Task instructions » Lay out all of the data below as a two-column CSV with the header input,output. Put each text in the input column and its answer in the output column, each as a single quoted field with line breaks replaced by spaces.

Listing »
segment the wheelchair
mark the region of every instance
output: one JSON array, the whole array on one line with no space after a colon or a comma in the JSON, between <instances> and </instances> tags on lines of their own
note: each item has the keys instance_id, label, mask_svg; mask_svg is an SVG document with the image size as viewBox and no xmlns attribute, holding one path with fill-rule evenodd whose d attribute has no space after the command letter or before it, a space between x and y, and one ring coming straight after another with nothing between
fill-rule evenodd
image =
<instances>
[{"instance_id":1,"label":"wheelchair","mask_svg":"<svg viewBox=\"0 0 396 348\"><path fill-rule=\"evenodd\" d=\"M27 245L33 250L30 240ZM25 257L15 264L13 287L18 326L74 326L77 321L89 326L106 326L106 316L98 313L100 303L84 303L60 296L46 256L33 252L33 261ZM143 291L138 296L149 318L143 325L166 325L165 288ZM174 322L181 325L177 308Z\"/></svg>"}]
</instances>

Answer »
input,output
"segment the wheelchair mark the region of every instance output: one JSON array, the whole array on one line with no space after a colon or a comma in the JSON, between <instances> and </instances> tags on lines of their own note: each item has the keys instance_id, label, mask_svg; mask_svg is an SVG document with the image size as viewBox and no xmlns attribute, holding one path with fill-rule evenodd whose d attribute has no space after the command letter or before it, a space between x and y, and one ring coming straight after another with nothing between fill-rule evenodd image =","<instances> [{""instance_id"":1,""label"":""wheelchair"",""mask_svg"":""<svg viewBox=\""0 0 396 348\""><path fill-rule=\""evenodd\"" d=\""M27 245L33 250L30 240ZM25 257L15 264L13 287L18 326L74 326L77 321L89 326L106 326L106 316L98 313L100 303L84 303L60 296L46 256L33 252L33 261ZM143 291L138 296L149 318L143 325L166 325L165 288ZM174 322L181 325L177 308Z\""/></svg>""}] </instances>"